WRITTEN INSTRUCTION:
Repeat only the lines below from the one that contains "The component shall return one point per instance of the street" through the final line, exactly. Omit pictures.

INFORMATION SUPPLIED:
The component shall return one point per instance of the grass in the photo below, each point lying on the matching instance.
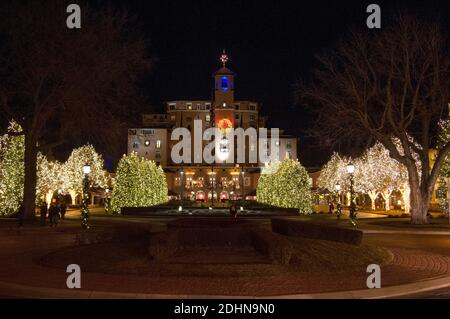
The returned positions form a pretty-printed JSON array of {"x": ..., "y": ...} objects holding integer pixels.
[{"x": 131, "y": 258}]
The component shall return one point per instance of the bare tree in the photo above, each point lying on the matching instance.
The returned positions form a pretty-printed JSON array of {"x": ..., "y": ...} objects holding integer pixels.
[
  {"x": 388, "y": 85},
  {"x": 58, "y": 82}
]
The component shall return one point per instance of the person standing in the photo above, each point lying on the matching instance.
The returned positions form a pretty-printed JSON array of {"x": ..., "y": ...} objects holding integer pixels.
[
  {"x": 53, "y": 214},
  {"x": 331, "y": 207},
  {"x": 63, "y": 210},
  {"x": 43, "y": 210}
]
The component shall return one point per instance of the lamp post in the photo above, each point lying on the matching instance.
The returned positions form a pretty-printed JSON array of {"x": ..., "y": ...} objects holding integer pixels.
[
  {"x": 338, "y": 204},
  {"x": 107, "y": 200},
  {"x": 243, "y": 185},
  {"x": 181, "y": 188},
  {"x": 352, "y": 210},
  {"x": 85, "y": 197},
  {"x": 212, "y": 182}
]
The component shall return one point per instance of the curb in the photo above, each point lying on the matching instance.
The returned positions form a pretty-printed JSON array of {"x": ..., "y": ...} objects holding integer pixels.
[
  {"x": 17, "y": 290},
  {"x": 406, "y": 232}
]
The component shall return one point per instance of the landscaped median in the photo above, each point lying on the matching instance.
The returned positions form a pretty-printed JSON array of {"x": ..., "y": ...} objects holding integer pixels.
[{"x": 218, "y": 257}]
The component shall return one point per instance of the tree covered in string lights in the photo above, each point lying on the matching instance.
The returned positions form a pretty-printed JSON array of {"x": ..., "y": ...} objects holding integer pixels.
[
  {"x": 138, "y": 183},
  {"x": 51, "y": 177},
  {"x": 11, "y": 170},
  {"x": 376, "y": 172},
  {"x": 74, "y": 170},
  {"x": 285, "y": 184},
  {"x": 443, "y": 187}
]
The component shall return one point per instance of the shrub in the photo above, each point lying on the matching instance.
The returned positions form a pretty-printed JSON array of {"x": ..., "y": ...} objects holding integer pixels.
[
  {"x": 139, "y": 183},
  {"x": 285, "y": 184},
  {"x": 310, "y": 230}
]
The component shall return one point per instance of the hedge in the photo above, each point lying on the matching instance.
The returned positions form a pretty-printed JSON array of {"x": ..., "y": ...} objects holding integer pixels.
[{"x": 310, "y": 230}]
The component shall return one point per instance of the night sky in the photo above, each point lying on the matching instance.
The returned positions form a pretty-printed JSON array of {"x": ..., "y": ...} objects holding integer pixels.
[{"x": 271, "y": 45}]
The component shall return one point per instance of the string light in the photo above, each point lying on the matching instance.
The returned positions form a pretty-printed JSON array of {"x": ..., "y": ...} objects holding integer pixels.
[
  {"x": 285, "y": 184},
  {"x": 139, "y": 183}
]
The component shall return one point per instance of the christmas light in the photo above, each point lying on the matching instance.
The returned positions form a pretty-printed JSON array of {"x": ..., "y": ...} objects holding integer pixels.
[
  {"x": 138, "y": 183},
  {"x": 285, "y": 184}
]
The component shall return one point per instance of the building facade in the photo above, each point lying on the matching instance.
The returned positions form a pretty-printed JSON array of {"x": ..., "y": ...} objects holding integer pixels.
[{"x": 200, "y": 180}]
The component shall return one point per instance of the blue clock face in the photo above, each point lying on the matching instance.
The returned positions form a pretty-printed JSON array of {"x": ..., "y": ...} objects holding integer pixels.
[{"x": 224, "y": 83}]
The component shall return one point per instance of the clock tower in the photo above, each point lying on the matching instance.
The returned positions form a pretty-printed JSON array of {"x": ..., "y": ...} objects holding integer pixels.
[{"x": 224, "y": 93}]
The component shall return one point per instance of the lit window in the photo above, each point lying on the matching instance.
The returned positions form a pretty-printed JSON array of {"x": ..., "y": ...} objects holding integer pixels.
[{"x": 224, "y": 83}]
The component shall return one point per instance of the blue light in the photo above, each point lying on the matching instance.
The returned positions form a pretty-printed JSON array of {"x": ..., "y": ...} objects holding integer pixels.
[{"x": 224, "y": 83}]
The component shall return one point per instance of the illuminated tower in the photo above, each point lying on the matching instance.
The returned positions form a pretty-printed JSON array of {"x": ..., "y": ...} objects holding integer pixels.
[{"x": 223, "y": 93}]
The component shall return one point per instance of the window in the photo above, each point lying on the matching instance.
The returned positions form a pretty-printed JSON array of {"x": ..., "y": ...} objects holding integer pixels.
[{"x": 224, "y": 83}]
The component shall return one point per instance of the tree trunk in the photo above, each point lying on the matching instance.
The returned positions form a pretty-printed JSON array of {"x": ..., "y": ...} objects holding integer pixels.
[
  {"x": 406, "y": 195},
  {"x": 419, "y": 206},
  {"x": 29, "y": 194}
]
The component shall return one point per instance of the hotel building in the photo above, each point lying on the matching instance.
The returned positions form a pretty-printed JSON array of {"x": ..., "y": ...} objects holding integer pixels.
[{"x": 199, "y": 180}]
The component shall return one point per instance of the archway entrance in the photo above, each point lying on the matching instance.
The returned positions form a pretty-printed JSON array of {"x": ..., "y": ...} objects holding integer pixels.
[
  {"x": 200, "y": 196},
  {"x": 224, "y": 196}
]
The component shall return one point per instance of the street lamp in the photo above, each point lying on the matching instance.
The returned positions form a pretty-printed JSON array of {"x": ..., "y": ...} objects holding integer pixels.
[
  {"x": 85, "y": 197},
  {"x": 351, "y": 171},
  {"x": 243, "y": 185},
  {"x": 338, "y": 204}
]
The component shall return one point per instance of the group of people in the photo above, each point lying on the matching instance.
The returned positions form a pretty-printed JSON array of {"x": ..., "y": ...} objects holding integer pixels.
[{"x": 55, "y": 212}]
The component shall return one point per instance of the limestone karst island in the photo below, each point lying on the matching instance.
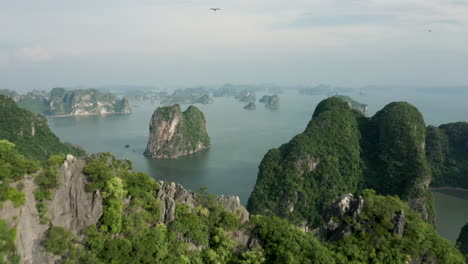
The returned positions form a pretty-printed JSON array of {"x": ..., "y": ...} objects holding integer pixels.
[
  {"x": 234, "y": 132},
  {"x": 173, "y": 133}
]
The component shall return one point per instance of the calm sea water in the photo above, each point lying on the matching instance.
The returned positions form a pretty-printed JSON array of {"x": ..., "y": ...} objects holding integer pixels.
[{"x": 241, "y": 138}]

THE SOLUTION:
The component shall return one point per instance of the street lamp in the photo above, each point lying on the matching instance.
The returned positions form a pretty-printed JSON array of {"x": ..., "y": ...} objects holding integer pixels.
[
  {"x": 85, "y": 197},
  {"x": 351, "y": 171},
  {"x": 243, "y": 185},
  {"x": 338, "y": 204}
]
The component shall return one point per instance of the group of people in the photo above, each point lying on the matching instance.
The returned positions form a pretty-printed JSON array of {"x": ..., "y": ...} objects holding integer pixels.
[{"x": 55, "y": 212}]
The component shall return one point per instance of the limestone karst island in the photo below, each point lying on the matching instance.
The returned positions form a pretty-printed JSON array of {"x": ..., "y": ...} objects holding integer pixels.
[
  {"x": 234, "y": 132},
  {"x": 173, "y": 133}
]
The component shall return one point per instance of the calm sea water in the photo above, each point lying on the matching instance.
The returned positions form a pretty-printed JSON array of {"x": ..., "y": ...} objects holding integer pixels.
[{"x": 241, "y": 138}]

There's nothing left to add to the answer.